Data extract: Begin

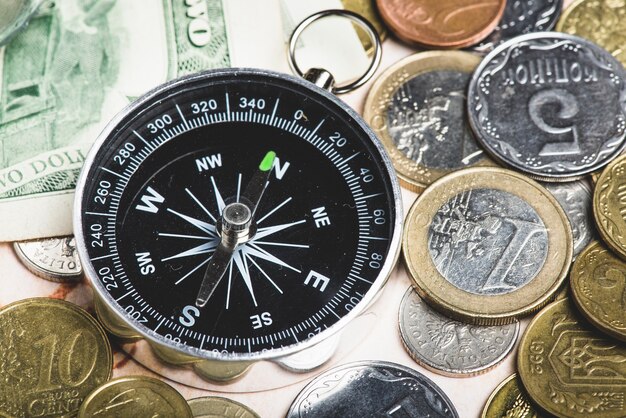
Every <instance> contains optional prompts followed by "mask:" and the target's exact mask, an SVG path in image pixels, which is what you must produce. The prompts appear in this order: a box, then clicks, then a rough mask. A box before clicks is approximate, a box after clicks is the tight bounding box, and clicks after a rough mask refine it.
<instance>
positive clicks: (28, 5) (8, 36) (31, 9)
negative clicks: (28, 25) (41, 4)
mask: <svg viewBox="0 0 626 418" xmlns="http://www.w3.org/2000/svg"><path fill="white" fill-rule="evenodd" d="M42 1H43V0H0V11H2V13H0V45H2V44H4V43H6V42H7V41H8V40H9V39H10V38H11V37H12V36H13V35H15V33H16V32H17V31H19V30H20V29H22V28H24V26H26V25H27V24H28V21H29V19H30V18H31V16H32V15H33V14H34V13H35V12H36V11H37V8H39V5H40V4H41V2H42Z"/></svg>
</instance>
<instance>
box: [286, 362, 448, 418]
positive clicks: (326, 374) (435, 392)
mask: <svg viewBox="0 0 626 418" xmlns="http://www.w3.org/2000/svg"><path fill="white" fill-rule="evenodd" d="M393 415H397V416H407V417H432V418H441V417H458V416H459V415H458V413H457V412H456V409H455V408H454V405H453V404H452V402H451V401H450V399H449V398H448V396H447V395H446V394H445V393H444V392H443V391H442V390H441V389H440V388H439V387H438V386H437V385H435V384H434V383H433V382H432V381H431V380H430V379H428V378H427V377H426V376H424V375H422V374H421V373H418V372H417V371H415V370H413V369H410V368H408V367H405V366H401V365H399V364H395V363H390V362H386V361H360V362H354V363H348V364H344V365H341V366H338V367H335V368H333V369H330V370H328V371H326V372H324V373H323V374H321V375H319V376H317V377H316V378H315V379H313V380H312V381H311V382H310V383H309V384H308V385H307V386H305V387H304V389H302V391H301V392H300V393H299V394H298V396H297V397H296V399H295V400H294V401H293V403H292V404H291V407H290V408H289V412H287V418H303V417H310V416H314V417H316V418H325V417H328V418H335V417H373V416H381V417H382V416H393Z"/></svg>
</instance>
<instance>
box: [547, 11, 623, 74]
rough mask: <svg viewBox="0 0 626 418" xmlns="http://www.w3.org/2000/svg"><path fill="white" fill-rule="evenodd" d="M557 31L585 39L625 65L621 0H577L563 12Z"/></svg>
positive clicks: (622, 21)
mask: <svg viewBox="0 0 626 418" xmlns="http://www.w3.org/2000/svg"><path fill="white" fill-rule="evenodd" d="M556 30H557V31H559V32H565V33H570V34H572V35H578V36H581V37H583V38H587V39H589V40H590V41H592V42H595V43H596V44H598V45H599V46H601V47H602V48H604V49H606V50H607V51H609V52H610V53H611V55H613V56H614V57H615V58H617V59H618V61H620V62H621V63H622V64H625V65H626V49H625V47H626V35H625V34H626V4H625V3H624V1H623V0H578V1H575V2H573V3H572V4H570V5H569V6H568V7H567V9H565V11H564V12H563V15H562V16H561V19H559V23H558V24H557V26H556Z"/></svg>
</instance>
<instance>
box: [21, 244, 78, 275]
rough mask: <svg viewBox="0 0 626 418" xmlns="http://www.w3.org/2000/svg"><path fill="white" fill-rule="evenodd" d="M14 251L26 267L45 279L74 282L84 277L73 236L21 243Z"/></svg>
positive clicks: (25, 266)
mask: <svg viewBox="0 0 626 418" xmlns="http://www.w3.org/2000/svg"><path fill="white" fill-rule="evenodd" d="M13 249H14V250H15V253H16V254H17V256H18V258H19V259H20V261H21V262H22V263H23V264H24V266H25V267H26V268H27V269H28V270H30V271H31V272H32V273H33V274H35V275H37V276H39V277H41V278H43V279H46V280H50V281H53V282H73V281H80V280H81V279H82V277H83V268H82V266H81V264H80V259H79V258H78V253H77V252H76V240H75V239H74V237H73V236H68V237H59V238H45V239H38V240H32V241H19V242H15V243H13Z"/></svg>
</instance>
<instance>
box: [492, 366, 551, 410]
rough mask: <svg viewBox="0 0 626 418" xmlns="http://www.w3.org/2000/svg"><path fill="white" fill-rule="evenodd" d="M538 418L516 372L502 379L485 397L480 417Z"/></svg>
mask: <svg viewBox="0 0 626 418" xmlns="http://www.w3.org/2000/svg"><path fill="white" fill-rule="evenodd" d="M503 417H510V418H540V417H541V415H539V414H538V413H537V411H535V408H534V407H533V406H532V404H531V403H530V400H529V399H528V397H527V396H526V393H525V392H524V391H523V388H522V384H521V382H520V381H519V378H518V377H517V374H516V373H513V374H512V375H511V376H509V377H507V378H506V379H504V381H503V382H502V383H500V384H499V385H498V387H497V388H495V389H494V391H493V392H492V393H491V395H490V396H489V399H487V403H486V404H485V408H484V409H483V413H482V415H481V418H503Z"/></svg>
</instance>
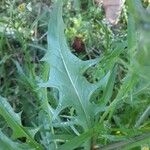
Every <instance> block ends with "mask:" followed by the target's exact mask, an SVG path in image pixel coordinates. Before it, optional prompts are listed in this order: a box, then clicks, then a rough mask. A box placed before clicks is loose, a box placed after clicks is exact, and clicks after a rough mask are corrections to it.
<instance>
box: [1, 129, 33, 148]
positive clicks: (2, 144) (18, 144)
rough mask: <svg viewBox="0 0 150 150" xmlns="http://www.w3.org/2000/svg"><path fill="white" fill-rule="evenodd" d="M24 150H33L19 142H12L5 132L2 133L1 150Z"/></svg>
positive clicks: (10, 139)
mask: <svg viewBox="0 0 150 150" xmlns="http://www.w3.org/2000/svg"><path fill="white" fill-rule="evenodd" d="M6 149H7V150H16V149H17V150H23V149H31V147H29V145H27V144H20V143H18V142H14V141H12V140H11V139H10V138H8V137H7V136H6V135H5V134H3V132H1V131H0V150H6Z"/></svg>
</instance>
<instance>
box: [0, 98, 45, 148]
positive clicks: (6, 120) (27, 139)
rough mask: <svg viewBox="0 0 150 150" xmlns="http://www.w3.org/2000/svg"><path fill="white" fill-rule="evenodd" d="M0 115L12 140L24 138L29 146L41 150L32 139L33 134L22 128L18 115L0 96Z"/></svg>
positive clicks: (9, 105) (8, 104)
mask: <svg viewBox="0 0 150 150" xmlns="http://www.w3.org/2000/svg"><path fill="white" fill-rule="evenodd" d="M0 115H2V116H3V118H4V119H5V120H6V122H7V124H8V125H9V127H10V128H11V129H12V130H13V134H12V138H13V139H17V138H20V137H26V138H27V140H28V141H29V145H31V146H32V147H34V148H37V149H39V150H42V147H41V146H40V145H39V144H38V143H37V142H36V141H35V140H34V139H33V136H34V135H33V134H32V133H33V132H30V130H27V129H26V128H25V127H23V126H22V124H21V117H20V114H17V113H15V112H14V110H13V108H12V107H11V105H10V104H9V103H8V102H7V100H6V99H5V98H3V97H1V96H0ZM34 134H35V133H34Z"/></svg>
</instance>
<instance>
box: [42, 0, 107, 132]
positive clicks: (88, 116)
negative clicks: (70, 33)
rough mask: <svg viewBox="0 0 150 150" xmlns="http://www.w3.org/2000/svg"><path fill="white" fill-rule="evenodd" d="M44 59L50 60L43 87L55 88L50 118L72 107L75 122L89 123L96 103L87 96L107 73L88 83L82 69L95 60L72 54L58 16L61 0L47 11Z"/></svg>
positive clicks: (95, 87) (63, 26)
mask: <svg viewBox="0 0 150 150" xmlns="http://www.w3.org/2000/svg"><path fill="white" fill-rule="evenodd" d="M43 60H44V61H47V62H48V63H49V64H50V74H49V80H48V82H47V83H45V84H41V86H44V87H54V88H57V89H58V90H59V104H58V107H57V109H56V111H55V115H54V117H53V119H55V118H56V116H57V115H58V114H59V113H60V111H61V110H63V109H64V108H66V107H70V106H71V107H73V108H74V109H75V110H76V113H77V117H76V122H77V124H79V125H81V126H82V127H83V128H84V129H85V130H87V129H88V128H90V127H91V126H92V123H93V121H94V120H93V119H94V115H95V112H94V111H95V109H96V107H97V106H96V104H93V103H91V102H90V101H89V100H90V96H91V95H92V94H93V92H94V91H95V90H96V89H97V88H98V87H103V86H104V85H105V83H106V81H107V78H108V77H109V73H108V74H107V75H106V76H105V77H104V78H105V80H100V81H99V82H98V83H96V84H92V83H89V82H88V81H87V80H86V79H85V77H84V76H83V73H84V72H85V71H86V70H87V69H88V68H89V67H90V66H92V65H94V64H96V63H97V62H98V60H97V59H95V60H88V61H82V60H80V59H79V58H77V57H76V56H75V55H73V54H72V53H71V52H70V50H69V48H68V46H67V42H66V39H65V35H64V23H63V19H62V1H58V2H56V4H55V6H54V9H53V11H52V12H51V15H50V22H49V26H48V51H47V54H46V55H45V57H44V58H43Z"/></svg>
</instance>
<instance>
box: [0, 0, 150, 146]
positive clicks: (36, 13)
mask: <svg viewBox="0 0 150 150" xmlns="http://www.w3.org/2000/svg"><path fill="white" fill-rule="evenodd" d="M143 5H144V7H145V8H147V7H148V5H149V1H143ZM51 6H52V2H51V1H50V0H32V2H31V1H30V0H21V1H20V0H1V1H0V95H2V96H4V97H7V98H8V99H9V102H10V104H11V105H12V107H13V108H14V110H15V111H16V112H20V111H22V122H23V124H24V125H26V126H34V125H35V124H37V122H38V120H37V116H36V115H37V112H38V111H39V109H40V107H39V104H37V100H36V99H39V98H40V97H39V95H38V89H37V87H38V86H37V83H38V82H39V81H40V80H41V79H44V77H43V76H44V75H43V74H42V71H43V69H45V67H46V65H47V64H45V63H43V62H41V61H40V60H41V58H42V57H43V55H44V54H45V51H46V49H47V37H46V36H47V24H48V22H47V20H48V19H49V13H50V12H51ZM127 15H128V14H127V5H126V4H125V6H124V7H123V11H122V13H121V17H120V20H119V22H118V24H117V25H115V26H112V25H110V24H109V23H108V22H107V20H106V18H105V13H104V9H103V7H102V5H97V4H95V3H94V1H92V0H85V1H79V0H74V1H73V0H72V1H67V0H66V2H65V5H64V13H63V18H64V21H65V25H66V30H65V34H66V37H67V40H68V45H69V46H70V48H71V50H72V52H73V53H74V54H75V55H76V56H78V57H79V58H81V59H83V60H88V59H92V58H97V57H101V62H100V64H99V65H97V66H93V67H91V68H90V69H89V70H87V71H86V73H85V77H86V78H87V80H88V81H90V82H91V83H93V82H97V80H99V79H100V78H101V77H103V76H104V74H105V73H106V72H107V71H108V70H109V69H112V66H113V64H114V63H116V62H117V65H118V69H117V74H116V79H115V81H114V86H113V94H112V96H111V98H110V102H109V103H111V100H113V99H114V98H115V97H116V95H117V93H118V91H119V89H120V87H121V85H122V83H124V82H128V81H127V80H128V79H126V78H124V77H126V75H127V74H128V72H130V71H131V72H132V70H130V69H132V68H130V62H131V57H130V53H129V50H128V49H127V44H126V43H127V40H128V36H127V33H128V30H127V23H128V18H127ZM135 36H136V35H135ZM135 39H136V37H135ZM119 43H124V44H125V48H124V50H123V52H119V50H120V49H119V48H118V45H119ZM117 48H118V50H117ZM114 49H116V51H114ZM113 52H114V53H113ZM118 55H119V57H118ZM148 69H149V68H148ZM137 80H138V82H137ZM137 80H136V79H135V82H136V84H135V85H134V86H133V87H132V85H131V87H129V88H130V90H129V91H130V92H131V93H130V92H128V94H127V95H124V97H123V100H122V101H120V103H119V105H118V106H117V110H116V111H115V113H114V115H113V117H112V119H111V121H110V122H107V121H106V122H105V125H106V126H107V128H109V129H110V128H111V127H113V128H119V127H120V129H121V128H122V127H126V128H133V127H134V124H135V122H136V120H138V118H139V117H140V116H141V115H142V112H144V111H145V110H146V108H147V106H148V105H149V100H150V84H149V82H147V81H145V80H143V79H141V78H140V79H139V78H137ZM48 90H49V92H48V99H50V104H51V105H52V106H53V107H54V108H55V106H56V105H57V104H56V99H57V98H56V97H57V91H55V90H54V91H55V92H54V91H53V90H51V89H48ZM125 90H126V89H125ZM103 92H104V91H97V92H95V94H94V95H93V97H92V100H91V101H102V100H103V98H104V97H102V95H103ZM133 99H134V100H133ZM65 113H68V112H65ZM69 113H71V111H70V112H69ZM31 114H32V115H31ZM0 120H1V121H0V127H1V128H2V129H3V130H4V131H5V132H6V133H7V134H8V135H10V132H11V131H10V129H9V128H8V127H7V125H6V124H5V121H4V120H3V119H1V118H0ZM149 125H150V121H149V120H145V121H144V123H143V124H142V126H141V130H143V131H144V132H147V131H148V132H149V131H150V129H149V127H150V126H149ZM106 130H107V129H106ZM104 132H105V131H104ZM109 132H110V134H112V135H124V134H127V133H128V131H127V130H125V129H122V131H121V130H120V131H118V130H117V131H115V130H114V131H109ZM136 132H137V131H136ZM107 133H108V132H107ZM131 134H132V133H131ZM106 139H107V140H108V141H107V142H108V143H111V142H112V141H117V139H115V138H114V137H108V136H106V137H104V138H103V139H102V140H101V139H100V138H99V143H103V144H105V143H107V142H106ZM109 139H110V140H109Z"/></svg>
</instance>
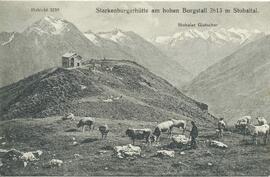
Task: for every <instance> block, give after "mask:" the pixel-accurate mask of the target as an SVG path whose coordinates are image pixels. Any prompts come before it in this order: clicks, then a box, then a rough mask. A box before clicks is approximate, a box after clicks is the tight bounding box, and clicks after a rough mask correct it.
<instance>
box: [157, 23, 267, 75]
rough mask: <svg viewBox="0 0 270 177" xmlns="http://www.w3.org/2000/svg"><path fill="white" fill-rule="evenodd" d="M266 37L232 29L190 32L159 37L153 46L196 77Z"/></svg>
mask: <svg viewBox="0 0 270 177" xmlns="http://www.w3.org/2000/svg"><path fill="white" fill-rule="evenodd" d="M265 35H266V34H265V33H264V32H260V31H258V30H253V31H248V30H245V29H235V28H230V29H224V28H219V29H210V30H205V31H200V30H197V29H189V30H186V31H182V32H177V33H175V34H173V35H172V36H158V37H156V38H154V39H152V43H153V44H154V45H156V46H157V47H158V48H159V49H160V50H161V51H162V52H164V53H165V54H166V55H167V56H169V57H170V58H172V59H173V60H174V61H176V62H178V63H179V64H181V65H182V66H183V67H184V68H185V69H186V70H187V71H189V72H190V73H192V74H193V77H195V76H197V75H198V74H199V73H200V72H202V71H204V70H205V69H206V68H208V67H209V66H211V65H213V64H215V63H217V62H218V61H220V60H221V59H223V58H224V57H226V56H228V55H230V54H232V53H233V52H235V51H237V50H238V49H240V48H241V47H242V46H244V45H246V44H248V43H249V42H251V41H254V40H256V39H259V38H261V37H263V36H265Z"/></svg>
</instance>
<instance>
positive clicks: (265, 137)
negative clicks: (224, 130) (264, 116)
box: [235, 116, 270, 144]
mask: <svg viewBox="0 0 270 177" xmlns="http://www.w3.org/2000/svg"><path fill="white" fill-rule="evenodd" d="M256 120H257V124H256V125H253V124H252V119H251V116H244V117H241V118H240V119H238V120H237V122H236V124H235V128H236V129H237V130H239V131H240V132H241V133H242V134H244V135H247V134H250V135H251V136H252V138H253V142H254V143H255V144H257V138H258V137H262V138H263V141H264V143H265V144H266V143H267V138H268V136H269V133H270V132H269V125H268V124H267V121H266V119H265V118H264V117H257V118H256Z"/></svg>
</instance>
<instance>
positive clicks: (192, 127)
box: [190, 121, 198, 149]
mask: <svg viewBox="0 0 270 177" xmlns="http://www.w3.org/2000/svg"><path fill="white" fill-rule="evenodd" d="M191 125H192V129H191V131H190V137H191V143H190V148H192V149H196V148H197V142H196V138H197V137H198V128H197V126H196V125H195V122H194V121H191Z"/></svg>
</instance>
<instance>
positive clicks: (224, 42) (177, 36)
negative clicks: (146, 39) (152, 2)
mask: <svg viewBox="0 0 270 177" xmlns="http://www.w3.org/2000/svg"><path fill="white" fill-rule="evenodd" d="M264 35H265V33H264V32H261V31H259V30H253V31H248V30H245V29H236V28H229V29H224V28H220V29H217V30H214V29H210V30H208V31H199V30H197V29H189V30H186V31H181V32H177V33H175V34H173V35H172V36H158V37H156V38H155V39H154V41H153V42H154V43H156V44H157V45H158V44H160V45H170V46H175V45H176V43H177V42H178V41H183V40H194V39H203V40H208V41H211V42H213V43H216V44H218V45H222V44H225V43H227V42H232V43H239V44H243V43H245V42H246V41H247V40H254V38H257V37H258V36H264Z"/></svg>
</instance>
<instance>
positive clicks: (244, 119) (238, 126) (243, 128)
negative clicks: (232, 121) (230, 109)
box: [235, 116, 251, 134]
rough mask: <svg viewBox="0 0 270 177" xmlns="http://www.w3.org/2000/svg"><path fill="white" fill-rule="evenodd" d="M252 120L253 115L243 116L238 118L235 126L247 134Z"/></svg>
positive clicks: (241, 131)
mask: <svg viewBox="0 0 270 177" xmlns="http://www.w3.org/2000/svg"><path fill="white" fill-rule="evenodd" d="M250 122H251V116H243V117H241V118H240V119H238V120H237V122H236V124H235V128H236V129H238V130H240V131H241V133H244V134H246V130H247V124H250Z"/></svg>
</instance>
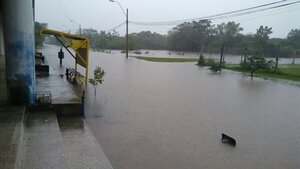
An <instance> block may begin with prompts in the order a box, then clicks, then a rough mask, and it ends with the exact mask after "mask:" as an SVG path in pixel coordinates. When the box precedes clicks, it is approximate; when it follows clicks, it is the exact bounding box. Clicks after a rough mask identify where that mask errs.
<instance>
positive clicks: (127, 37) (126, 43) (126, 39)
mask: <svg viewBox="0 0 300 169" xmlns="http://www.w3.org/2000/svg"><path fill="white" fill-rule="evenodd" d="M126 59H128V8H127V9H126Z"/></svg>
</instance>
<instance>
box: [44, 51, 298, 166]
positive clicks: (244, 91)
mask: <svg viewBox="0 0 300 169" xmlns="http://www.w3.org/2000/svg"><path fill="white" fill-rule="evenodd" d="M58 49H59V48H58V47H54V46H46V47H45V48H44V49H43V50H44V51H45V55H47V53H49V54H50V53H51V52H53V53H54V54H53V57H54V58H55V59H56V60H57V64H59V61H58V59H57V56H56V55H57V51H58ZM113 52H115V53H114V54H106V53H98V52H90V65H91V67H92V68H91V69H90V76H91V75H92V71H93V68H94V67H95V66H101V67H102V68H104V70H105V71H106V72H107V73H106V76H105V81H104V84H103V85H100V86H98V87H97V96H96V97H95V96H94V93H93V88H92V86H89V87H88V88H87V90H88V91H87V119H86V121H87V123H88V125H89V127H90V128H91V129H92V131H93V132H94V134H95V136H96V138H97V139H98V141H99V143H100V144H101V146H102V148H103V150H104V152H105V153H106V155H107V157H108V158H109V160H110V162H111V163H112V165H113V167H114V168H115V169H141V168H147V169H160V168H161V169H182V168H189V169H192V168H195V169H196V168H197V169H198V168H212V169H219V168H230V169H235V168H236V169H238V168H264V169H268V168H270V169H271V168H272V169H274V168H299V167H300V161H299V157H300V142H299V140H300V132H299V131H300V123H299V121H300V113H299V112H300V104H299V100H300V87H299V86H298V85H291V84H289V83H287V82H282V81H270V80H263V79H257V78H255V79H254V80H253V81H251V80H250V79H249V78H247V77H243V76H242V75H241V74H239V73H235V72H231V71H224V72H222V73H221V74H211V73H210V72H209V71H208V70H207V68H200V67H197V66H195V65H194V63H152V62H147V61H142V60H137V59H134V58H129V59H128V60H126V59H125V56H124V55H123V54H120V53H119V52H116V51H113ZM66 58H67V56H66ZM55 59H53V61H55ZM63 63H64V64H70V65H71V64H72V62H71V61H68V60H64V61H63ZM221 133H226V134H228V135H230V136H232V137H234V138H235V139H236V141H237V145H236V147H231V146H228V145H226V144H222V143H221Z"/></svg>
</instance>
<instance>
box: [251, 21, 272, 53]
mask: <svg viewBox="0 0 300 169" xmlns="http://www.w3.org/2000/svg"><path fill="white" fill-rule="evenodd" d="M272 33H273V31H272V27H268V26H265V27H264V26H260V27H259V28H258V29H257V30H256V34H255V35H254V37H255V40H256V43H257V45H258V46H257V47H258V48H260V49H261V51H262V54H263V56H265V55H266V53H267V52H266V47H267V43H268V40H269V35H270V34H272Z"/></svg>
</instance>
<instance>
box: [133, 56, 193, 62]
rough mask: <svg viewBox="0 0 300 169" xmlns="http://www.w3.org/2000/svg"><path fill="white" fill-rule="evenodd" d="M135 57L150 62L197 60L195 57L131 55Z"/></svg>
mask: <svg viewBox="0 0 300 169" xmlns="http://www.w3.org/2000/svg"><path fill="white" fill-rule="evenodd" d="M132 57H134V58H137V59H141V60H146V61H150V62H197V61H198V59H197V58H161V57H145V56H132Z"/></svg>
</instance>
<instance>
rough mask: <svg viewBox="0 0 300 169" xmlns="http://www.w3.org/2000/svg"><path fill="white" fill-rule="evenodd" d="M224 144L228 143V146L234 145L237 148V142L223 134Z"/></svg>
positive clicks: (222, 137) (233, 139)
mask: <svg viewBox="0 0 300 169" xmlns="http://www.w3.org/2000/svg"><path fill="white" fill-rule="evenodd" d="M222 143H226V144H229V145H232V146H235V145H236V141H235V139H234V138H232V137H230V136H228V135H226V134H224V133H222Z"/></svg>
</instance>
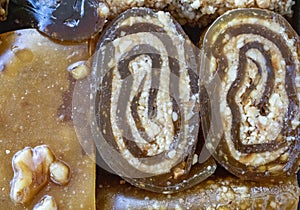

Data extract: End

Task statement
In the records, rewrite the lines beginning at the one that has "120L253 115L243 116L238" and stopping after the one that has "positive clicks: (241, 131)". Change "rough mask" to "coarse mask" and keep everything else the same.

Worked solution
coarse mask: <svg viewBox="0 0 270 177" xmlns="http://www.w3.org/2000/svg"><path fill="white" fill-rule="evenodd" d="M252 120L253 115L243 116L238 118L235 126L247 134Z"/></svg>
positive clicks: (241, 131)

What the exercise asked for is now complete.